* BEGIN TEXT TO READ *

Shares of Agora, a China and U.S.-based “real-time engagement” API company, soared today after it went public.

Yesterday Agora priced 17.5 million shares at $20 apiece, up from its target range of $16 to $18 per share. The firm raised $350 in its debut, or around 10 times its Q1 2020 revenue and is now amply capitalized and has runway for effectively forever, given its modest cash consumption as an ongoing concern.

But while the debut was a success, seeing Agora’s share price rise as quickly as it did was not universally popular. Regular critic of the traditional IPO process Bill Gurley — a venture capitalist, so someone with a stake in this particular gambit — weighed in:

Pretty amazing that there is a financial exercise on this planet involving hundreds of millions of dollars where its OK to not even get to 50% of the actual end result. The process is so rigged/broken at this point. They missed by more than the original guess. #marketpricing pic.twitter.com/MqmmYRw3ZM

Bill Gurley (@bgurley) June 26, 2020

Let me translate. Gurley is irked — rightly, to at least some degree — that as Agora opened at $45 per share, the company’s IPO was awfully priced. By that we mean that the company should have sold its IPO shares not at $20, but at $45, the value at which the market quickly repriced them.

As $45 is more than twice $20, its bankers “missed by more than [their] original guess.” Given the number of shares the company sold, the mis-pricing could be worth up to $437.5 million!

There’s merit to this argument, but it’s not as complete a slam dunk as it might appear. Chat with CEOs of public companies and they will tell you about how important it is to have steady, stable, long-term shareholders of their equity. Those you might, say, meet on a roadshow and get to invest in your IPO shares.

* END TEXT TO READ *
* BEGIN MATERIAL SUPPLIED *

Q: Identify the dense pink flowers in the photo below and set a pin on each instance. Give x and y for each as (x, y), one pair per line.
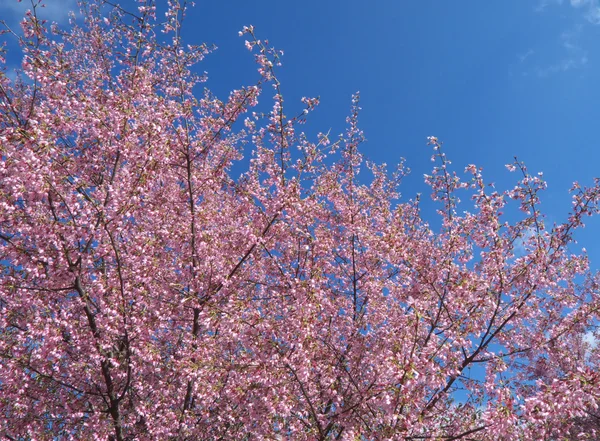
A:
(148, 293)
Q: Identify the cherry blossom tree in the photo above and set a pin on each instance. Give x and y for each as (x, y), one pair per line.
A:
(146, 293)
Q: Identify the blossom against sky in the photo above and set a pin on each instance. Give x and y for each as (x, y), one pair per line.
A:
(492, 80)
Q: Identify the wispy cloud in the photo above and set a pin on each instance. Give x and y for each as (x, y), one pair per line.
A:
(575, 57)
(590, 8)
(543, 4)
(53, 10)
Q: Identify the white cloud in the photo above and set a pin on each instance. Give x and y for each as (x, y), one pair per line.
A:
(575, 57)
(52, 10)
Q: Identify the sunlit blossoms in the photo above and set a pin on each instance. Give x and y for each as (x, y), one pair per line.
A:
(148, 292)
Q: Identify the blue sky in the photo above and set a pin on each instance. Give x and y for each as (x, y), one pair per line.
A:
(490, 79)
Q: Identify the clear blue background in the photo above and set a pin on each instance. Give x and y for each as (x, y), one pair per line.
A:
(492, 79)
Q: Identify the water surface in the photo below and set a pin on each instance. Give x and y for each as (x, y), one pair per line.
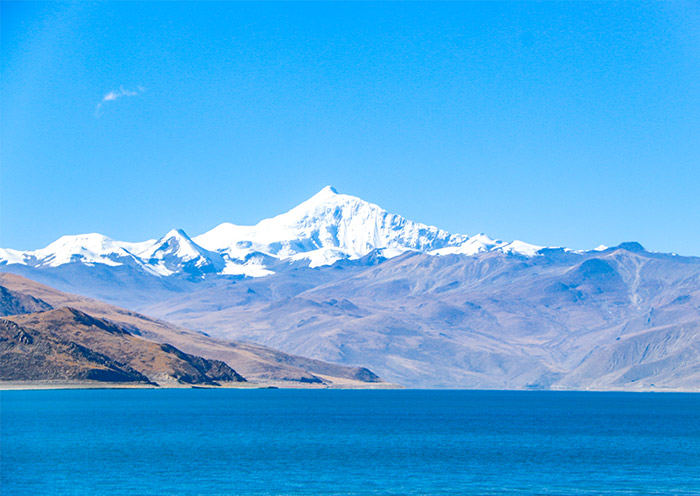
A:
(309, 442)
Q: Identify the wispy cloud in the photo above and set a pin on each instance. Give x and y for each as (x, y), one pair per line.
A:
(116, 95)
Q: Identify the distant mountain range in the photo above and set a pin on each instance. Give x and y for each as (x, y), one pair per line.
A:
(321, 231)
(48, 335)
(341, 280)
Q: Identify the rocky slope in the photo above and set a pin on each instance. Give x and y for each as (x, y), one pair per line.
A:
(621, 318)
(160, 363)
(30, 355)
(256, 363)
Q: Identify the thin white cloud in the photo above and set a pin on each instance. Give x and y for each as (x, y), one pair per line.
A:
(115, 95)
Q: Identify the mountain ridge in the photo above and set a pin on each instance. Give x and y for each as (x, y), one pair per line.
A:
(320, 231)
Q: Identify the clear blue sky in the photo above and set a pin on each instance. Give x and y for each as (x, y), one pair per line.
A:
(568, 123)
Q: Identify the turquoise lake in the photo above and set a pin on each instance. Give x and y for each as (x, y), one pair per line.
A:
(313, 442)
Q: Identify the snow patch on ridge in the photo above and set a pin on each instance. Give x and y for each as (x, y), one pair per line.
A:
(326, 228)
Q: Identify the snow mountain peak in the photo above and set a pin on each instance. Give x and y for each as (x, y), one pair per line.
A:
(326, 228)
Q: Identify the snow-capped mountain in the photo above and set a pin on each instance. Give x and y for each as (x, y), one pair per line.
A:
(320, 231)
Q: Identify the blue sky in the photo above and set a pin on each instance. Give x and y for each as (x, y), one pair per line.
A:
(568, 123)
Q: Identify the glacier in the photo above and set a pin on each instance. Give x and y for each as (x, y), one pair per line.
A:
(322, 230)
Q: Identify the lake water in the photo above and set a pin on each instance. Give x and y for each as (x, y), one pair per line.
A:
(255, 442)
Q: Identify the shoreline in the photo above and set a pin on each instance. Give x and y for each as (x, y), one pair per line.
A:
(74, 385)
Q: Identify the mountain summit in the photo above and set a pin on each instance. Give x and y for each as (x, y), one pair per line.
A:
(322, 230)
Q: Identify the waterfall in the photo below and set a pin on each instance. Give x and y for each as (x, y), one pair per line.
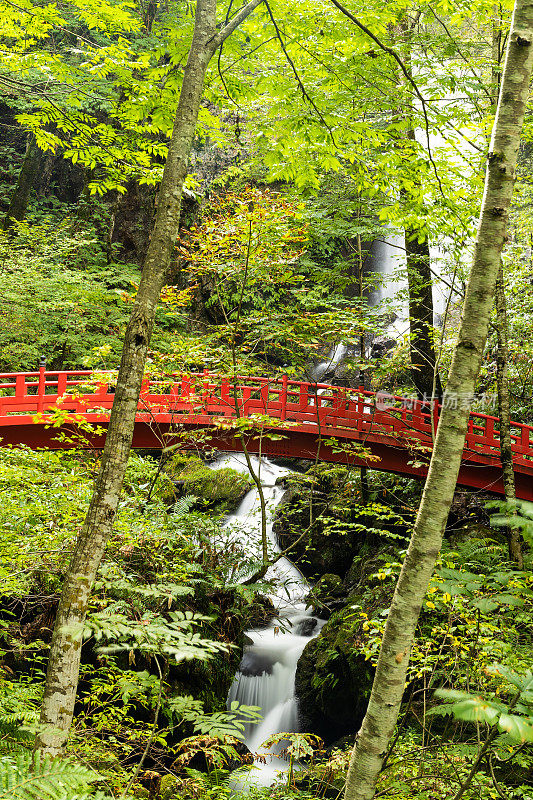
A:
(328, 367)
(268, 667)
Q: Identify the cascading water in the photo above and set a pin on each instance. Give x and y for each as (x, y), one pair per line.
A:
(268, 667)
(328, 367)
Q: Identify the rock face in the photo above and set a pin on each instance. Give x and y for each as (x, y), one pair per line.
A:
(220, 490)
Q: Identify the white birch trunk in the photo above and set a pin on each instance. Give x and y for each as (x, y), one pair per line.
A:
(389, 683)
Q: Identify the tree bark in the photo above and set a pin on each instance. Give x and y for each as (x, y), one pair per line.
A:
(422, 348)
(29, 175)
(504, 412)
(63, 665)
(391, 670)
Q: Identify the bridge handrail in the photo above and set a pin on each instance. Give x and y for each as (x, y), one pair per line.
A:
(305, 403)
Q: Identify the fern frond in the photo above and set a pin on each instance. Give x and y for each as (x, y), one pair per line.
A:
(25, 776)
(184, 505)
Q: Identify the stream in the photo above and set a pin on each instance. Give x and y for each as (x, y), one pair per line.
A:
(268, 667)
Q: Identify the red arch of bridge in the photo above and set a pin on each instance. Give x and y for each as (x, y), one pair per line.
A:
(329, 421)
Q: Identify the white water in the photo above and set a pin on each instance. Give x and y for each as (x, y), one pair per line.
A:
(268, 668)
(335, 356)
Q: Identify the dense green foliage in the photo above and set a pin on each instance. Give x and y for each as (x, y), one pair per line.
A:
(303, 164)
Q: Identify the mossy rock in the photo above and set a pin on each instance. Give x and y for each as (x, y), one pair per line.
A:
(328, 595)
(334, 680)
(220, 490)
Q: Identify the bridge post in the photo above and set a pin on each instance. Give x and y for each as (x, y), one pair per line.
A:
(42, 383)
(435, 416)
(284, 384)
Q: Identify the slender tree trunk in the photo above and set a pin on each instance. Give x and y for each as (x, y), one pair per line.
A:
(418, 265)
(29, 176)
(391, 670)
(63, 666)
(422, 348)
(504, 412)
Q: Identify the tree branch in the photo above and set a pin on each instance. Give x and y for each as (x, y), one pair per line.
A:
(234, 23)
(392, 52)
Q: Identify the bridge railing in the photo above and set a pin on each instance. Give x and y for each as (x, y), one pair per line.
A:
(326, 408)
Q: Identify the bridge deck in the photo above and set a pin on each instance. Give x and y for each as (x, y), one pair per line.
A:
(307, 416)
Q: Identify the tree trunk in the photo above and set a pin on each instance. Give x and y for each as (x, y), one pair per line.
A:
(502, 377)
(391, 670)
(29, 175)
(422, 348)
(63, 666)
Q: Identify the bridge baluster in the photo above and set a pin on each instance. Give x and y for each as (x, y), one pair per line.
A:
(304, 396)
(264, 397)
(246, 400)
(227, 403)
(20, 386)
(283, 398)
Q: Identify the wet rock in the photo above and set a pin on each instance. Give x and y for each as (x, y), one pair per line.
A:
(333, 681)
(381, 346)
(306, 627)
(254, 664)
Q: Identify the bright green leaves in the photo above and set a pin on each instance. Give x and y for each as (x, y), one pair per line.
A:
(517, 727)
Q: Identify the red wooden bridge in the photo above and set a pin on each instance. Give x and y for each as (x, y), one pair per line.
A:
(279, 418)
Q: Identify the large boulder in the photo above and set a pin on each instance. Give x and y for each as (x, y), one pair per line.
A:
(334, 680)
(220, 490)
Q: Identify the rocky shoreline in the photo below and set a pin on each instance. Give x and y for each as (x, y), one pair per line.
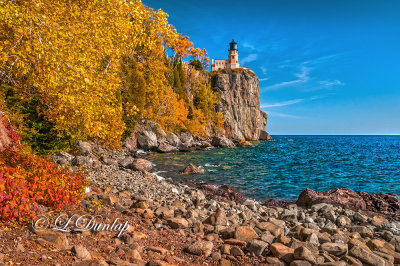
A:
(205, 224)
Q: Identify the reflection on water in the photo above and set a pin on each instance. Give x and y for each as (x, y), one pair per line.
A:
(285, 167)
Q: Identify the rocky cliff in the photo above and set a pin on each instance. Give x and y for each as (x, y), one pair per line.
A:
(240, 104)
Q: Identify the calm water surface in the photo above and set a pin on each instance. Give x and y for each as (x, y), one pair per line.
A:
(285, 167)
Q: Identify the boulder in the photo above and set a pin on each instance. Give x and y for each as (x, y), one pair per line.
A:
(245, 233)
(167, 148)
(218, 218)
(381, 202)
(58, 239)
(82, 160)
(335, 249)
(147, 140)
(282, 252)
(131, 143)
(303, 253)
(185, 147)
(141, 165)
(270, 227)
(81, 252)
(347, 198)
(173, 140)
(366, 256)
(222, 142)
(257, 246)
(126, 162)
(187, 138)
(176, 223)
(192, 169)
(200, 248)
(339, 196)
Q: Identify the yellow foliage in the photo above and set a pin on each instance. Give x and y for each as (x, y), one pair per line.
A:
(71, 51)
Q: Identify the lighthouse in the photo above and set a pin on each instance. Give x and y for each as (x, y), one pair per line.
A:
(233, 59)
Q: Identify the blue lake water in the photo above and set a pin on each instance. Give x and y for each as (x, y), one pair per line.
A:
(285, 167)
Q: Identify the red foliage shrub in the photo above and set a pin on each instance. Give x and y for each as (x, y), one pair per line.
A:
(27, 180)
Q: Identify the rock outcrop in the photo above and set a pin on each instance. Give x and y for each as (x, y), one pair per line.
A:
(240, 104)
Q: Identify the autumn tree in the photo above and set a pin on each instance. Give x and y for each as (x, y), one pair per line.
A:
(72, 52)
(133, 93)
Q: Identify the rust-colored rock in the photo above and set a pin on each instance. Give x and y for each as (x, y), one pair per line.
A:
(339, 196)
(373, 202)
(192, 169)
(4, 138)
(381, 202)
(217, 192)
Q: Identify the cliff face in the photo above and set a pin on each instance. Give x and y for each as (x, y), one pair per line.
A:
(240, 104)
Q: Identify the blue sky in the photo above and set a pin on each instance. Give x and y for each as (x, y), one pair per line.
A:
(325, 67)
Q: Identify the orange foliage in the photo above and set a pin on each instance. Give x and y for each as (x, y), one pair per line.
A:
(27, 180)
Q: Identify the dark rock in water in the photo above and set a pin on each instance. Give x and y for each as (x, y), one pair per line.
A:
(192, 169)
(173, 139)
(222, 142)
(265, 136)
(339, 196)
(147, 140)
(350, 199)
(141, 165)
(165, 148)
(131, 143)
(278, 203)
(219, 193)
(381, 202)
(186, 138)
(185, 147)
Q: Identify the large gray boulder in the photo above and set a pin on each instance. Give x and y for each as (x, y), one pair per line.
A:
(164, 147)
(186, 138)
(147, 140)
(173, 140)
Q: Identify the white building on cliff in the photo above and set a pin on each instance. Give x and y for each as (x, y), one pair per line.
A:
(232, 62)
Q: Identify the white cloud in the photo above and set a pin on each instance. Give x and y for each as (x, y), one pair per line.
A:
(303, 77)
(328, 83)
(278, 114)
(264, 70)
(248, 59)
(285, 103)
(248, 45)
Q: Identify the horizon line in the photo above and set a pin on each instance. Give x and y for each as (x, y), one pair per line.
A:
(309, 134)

* END MATERIAL SUPPLIED *

▶ [WHAT YOU NEED TO DO]:
A. Using the text on Agora's IPO, answer these:
(i) How many shares did Agora price, and at what price per share?
(ii) At what price per share did Agora open?
(iii) Up to what amount could the mis-pricing be worth, given the number of shares sold?
B. Carry on the piece about Agora's IPO from the point where it stops.

▶ [ANSWERS TO THE TASKS]:
A.
(i) 17.5 million shares at $20 apiece.
(ii) $45 per share.
(iii) Up to $437.5 million.

B.
Those groups — the long-term investors that tech folks claim to love so dearly — are likely a bit more price conscious than the momentum traders eager to find upside in recent debuts. That is, folks more likely to hold onto shares for a shorter period of time.

So, if you want long-term shareholders, you may have to price you IPO under the price the market may initially bear once trading begins.

 

Still, holy shit $20 per share is not close to $45. Gurley has a point.

The future

Change may be coming. The Agora news rotates back to what the NYSE, an American exchange, is doing. Namely trying to come up with a way to let companies direct list (to just start trading, sans pricing or raising new capital), and raise capital. This gets rid of the issues that Gurley highlighted above. At least in theory.

Obviously, if that model becomes possible and long-term investors are willing to pay for shares in a slightly different manner, the new method will be far superior than the old for companies that are great. What sort of companies get burned from first-day pops the most? I reckon it’s the most attractive, or hyped companies.

The companies that would make the most attractive IPOs would use the new method, leaving — what? The detritus to go out the old-fashioned way? Signaling issues abound!

Anyway, it was a zany first day for Agora.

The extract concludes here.